Should you take Hormone Replacement Therapy? Avoid eating peanuts while pregnant to lower the risk of peanut allergy in your child? Take a daily dose of Statins to lower your cholesterol? The answers are often by no means clear despite published medical studies. To complicate the issues, according to a recent New Scientist report, a significant number of medical U-Turns have recently taken place. Advice that was once confidently given was later shown as dead wrong. A recent paper published in Mayo-Clinic proceedings found that out of 980 medical practices published over the past ten years, there were 146 medical reversals. Many other practices were shown to be ineffective.
Why is this so common? Adam Cifu, who wrote the book, Ending Medical Reversals, suggested that a great deal of medical advice is based on theory and not on data. He said,
We spend so much time training people first and foremost in how the body works and how it breaks. So we get why things should work, and then we tend to adopt things because they should work before we know if they actually do…The problem is when that new technology or treatment or surgery has actually gotten out and is being given to millions of people before it’s found to not work.”

- **RECORDED DATA**
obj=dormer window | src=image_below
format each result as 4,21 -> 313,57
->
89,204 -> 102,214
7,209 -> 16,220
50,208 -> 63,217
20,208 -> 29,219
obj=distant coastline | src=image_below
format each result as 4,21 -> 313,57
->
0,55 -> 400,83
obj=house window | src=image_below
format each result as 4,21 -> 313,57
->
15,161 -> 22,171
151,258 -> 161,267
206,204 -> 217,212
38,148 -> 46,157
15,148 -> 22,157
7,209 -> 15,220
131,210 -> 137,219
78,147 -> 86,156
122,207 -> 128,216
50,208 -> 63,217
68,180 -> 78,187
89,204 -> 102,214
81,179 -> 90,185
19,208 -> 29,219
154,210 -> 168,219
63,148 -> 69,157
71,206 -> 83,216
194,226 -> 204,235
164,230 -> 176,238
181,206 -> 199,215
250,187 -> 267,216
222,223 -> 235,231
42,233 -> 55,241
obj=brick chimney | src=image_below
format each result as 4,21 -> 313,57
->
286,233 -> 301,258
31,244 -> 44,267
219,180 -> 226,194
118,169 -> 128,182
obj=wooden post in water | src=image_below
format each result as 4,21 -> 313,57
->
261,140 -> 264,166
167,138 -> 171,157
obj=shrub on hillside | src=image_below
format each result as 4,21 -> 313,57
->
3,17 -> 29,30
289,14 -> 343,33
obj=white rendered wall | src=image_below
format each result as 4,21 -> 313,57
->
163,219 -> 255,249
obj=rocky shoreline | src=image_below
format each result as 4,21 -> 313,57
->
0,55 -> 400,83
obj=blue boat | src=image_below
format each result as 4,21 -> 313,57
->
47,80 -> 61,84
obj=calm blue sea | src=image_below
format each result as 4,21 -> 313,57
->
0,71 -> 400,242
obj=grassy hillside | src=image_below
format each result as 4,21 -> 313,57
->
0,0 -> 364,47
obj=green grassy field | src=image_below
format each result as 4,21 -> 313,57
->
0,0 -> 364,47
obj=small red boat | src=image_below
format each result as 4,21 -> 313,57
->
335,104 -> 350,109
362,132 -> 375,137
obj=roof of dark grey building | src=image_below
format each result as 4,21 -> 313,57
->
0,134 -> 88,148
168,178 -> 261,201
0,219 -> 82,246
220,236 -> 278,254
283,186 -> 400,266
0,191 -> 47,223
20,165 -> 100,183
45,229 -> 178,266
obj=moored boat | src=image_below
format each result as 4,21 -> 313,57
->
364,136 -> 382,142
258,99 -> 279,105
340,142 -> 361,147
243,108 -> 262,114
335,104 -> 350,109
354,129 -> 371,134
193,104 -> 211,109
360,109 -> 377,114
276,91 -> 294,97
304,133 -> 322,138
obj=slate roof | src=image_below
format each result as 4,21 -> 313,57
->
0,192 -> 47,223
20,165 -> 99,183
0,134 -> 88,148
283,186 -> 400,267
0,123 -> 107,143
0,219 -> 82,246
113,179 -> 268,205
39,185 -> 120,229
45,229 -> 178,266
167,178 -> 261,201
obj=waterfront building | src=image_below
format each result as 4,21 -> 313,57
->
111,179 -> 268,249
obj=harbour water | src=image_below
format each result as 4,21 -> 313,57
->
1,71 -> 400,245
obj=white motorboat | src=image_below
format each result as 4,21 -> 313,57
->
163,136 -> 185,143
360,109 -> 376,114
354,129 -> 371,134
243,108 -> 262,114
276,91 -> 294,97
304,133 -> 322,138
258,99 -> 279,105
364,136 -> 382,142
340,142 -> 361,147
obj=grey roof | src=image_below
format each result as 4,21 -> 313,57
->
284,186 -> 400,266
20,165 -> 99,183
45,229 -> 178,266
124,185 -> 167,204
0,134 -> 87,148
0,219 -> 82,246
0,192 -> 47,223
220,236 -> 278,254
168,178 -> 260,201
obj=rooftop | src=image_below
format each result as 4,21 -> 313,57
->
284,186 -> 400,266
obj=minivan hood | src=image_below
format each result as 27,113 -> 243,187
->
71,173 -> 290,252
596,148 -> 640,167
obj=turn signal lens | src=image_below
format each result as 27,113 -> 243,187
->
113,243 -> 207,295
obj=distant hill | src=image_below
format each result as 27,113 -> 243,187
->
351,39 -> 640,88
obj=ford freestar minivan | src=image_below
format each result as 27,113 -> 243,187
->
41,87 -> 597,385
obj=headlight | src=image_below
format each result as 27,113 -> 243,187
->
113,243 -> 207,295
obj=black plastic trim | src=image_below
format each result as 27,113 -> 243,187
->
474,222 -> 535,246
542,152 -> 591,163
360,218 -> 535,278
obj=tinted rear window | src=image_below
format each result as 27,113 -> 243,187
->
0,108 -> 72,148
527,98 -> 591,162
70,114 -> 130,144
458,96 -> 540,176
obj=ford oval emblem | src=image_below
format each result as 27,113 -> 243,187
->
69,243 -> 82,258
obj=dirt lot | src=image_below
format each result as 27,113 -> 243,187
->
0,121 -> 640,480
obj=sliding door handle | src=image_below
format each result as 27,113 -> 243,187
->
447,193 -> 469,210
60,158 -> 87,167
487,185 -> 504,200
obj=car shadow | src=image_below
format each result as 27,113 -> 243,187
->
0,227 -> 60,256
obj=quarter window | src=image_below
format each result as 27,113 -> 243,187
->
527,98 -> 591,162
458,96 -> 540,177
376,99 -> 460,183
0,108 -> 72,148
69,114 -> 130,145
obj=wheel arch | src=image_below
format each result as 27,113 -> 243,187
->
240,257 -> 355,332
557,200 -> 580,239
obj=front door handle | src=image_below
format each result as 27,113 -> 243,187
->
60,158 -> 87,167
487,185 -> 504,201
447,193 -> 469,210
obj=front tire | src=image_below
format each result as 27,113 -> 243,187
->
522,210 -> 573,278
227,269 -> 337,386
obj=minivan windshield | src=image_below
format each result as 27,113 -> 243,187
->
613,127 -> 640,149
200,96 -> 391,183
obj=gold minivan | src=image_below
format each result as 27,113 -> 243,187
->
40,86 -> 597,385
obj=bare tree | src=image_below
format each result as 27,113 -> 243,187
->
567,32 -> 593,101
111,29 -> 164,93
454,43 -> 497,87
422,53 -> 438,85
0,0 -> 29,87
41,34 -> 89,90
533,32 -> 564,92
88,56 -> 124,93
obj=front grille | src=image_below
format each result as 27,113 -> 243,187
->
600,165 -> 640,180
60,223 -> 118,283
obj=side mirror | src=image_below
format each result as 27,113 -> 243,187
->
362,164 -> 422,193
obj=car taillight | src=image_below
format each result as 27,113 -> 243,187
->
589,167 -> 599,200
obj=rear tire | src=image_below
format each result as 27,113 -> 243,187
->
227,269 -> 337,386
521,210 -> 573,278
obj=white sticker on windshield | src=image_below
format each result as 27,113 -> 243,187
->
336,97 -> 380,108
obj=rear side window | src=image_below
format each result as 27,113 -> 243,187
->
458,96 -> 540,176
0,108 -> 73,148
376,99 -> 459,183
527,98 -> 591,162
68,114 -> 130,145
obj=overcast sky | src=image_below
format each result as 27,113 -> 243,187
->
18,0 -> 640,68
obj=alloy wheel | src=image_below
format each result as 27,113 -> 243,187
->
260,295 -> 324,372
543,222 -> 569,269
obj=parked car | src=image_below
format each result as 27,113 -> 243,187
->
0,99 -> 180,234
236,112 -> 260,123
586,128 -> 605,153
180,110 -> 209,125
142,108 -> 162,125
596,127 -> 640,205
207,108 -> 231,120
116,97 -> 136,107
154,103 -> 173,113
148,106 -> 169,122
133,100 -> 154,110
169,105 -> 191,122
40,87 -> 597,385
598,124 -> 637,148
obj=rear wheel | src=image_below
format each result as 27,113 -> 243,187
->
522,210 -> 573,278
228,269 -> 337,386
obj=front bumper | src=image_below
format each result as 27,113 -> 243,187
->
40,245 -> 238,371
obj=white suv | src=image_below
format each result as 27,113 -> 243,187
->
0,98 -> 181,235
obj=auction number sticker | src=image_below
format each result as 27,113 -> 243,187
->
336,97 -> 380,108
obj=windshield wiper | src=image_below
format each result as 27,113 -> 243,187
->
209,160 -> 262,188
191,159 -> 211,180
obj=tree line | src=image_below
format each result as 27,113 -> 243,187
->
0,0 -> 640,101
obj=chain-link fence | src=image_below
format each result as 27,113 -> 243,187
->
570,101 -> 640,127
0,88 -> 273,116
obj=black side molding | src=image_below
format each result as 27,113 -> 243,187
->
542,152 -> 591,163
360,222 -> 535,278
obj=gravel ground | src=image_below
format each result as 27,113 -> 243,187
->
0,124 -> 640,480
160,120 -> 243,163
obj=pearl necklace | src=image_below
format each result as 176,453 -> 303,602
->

- **ASSIGNMENT 1**
Transcribe the part of the text on medical reversals above, starting with "Should you take" and going on through "to be ineffective.".
- **ASSIGNMENT 2**
List every medical practice that the text on medical reversals raises in its opening sentences as something readers might wonder whether to follow.
- **ASSIGNMENT 3**
According to the text on medical reversals, how many medical reversals did the paper in Mayo-Clinic proceedings find among the 980 medical practices published over the past ten years?

- **EXPECTED OUTPUT 1**
Should you take Hormone Replacement Therapy? Avoid eating peanuts while pregnant to lower the risk of peanut allergy in your child? Take a daily dose of Statins to lower your cholesterol? The answers are often by no means clear despite published medical studies. To complicate the issues, according to a recent New Scientist report, a significant number of medical U-Turns have recently taken place. Advice that was once confidently given was later shown as dead wrong. A recent paper published in Mayo-Clinic proceedings found that out of 980 medical practices published over the past ten years, there were 146 medical reversals. Many other practices were shown to be ineffective.

- **EXPECTED OUTPUT 2**
Taking Hormone Replacement Therapy
Avoiding peanuts while pregnant to lower the risk of peanut allergy in your child
Taking a daily dose of Statins to lower your cholesterol

- **EXPECTED OUTPUT 3**
The paper found 146 medical reversals.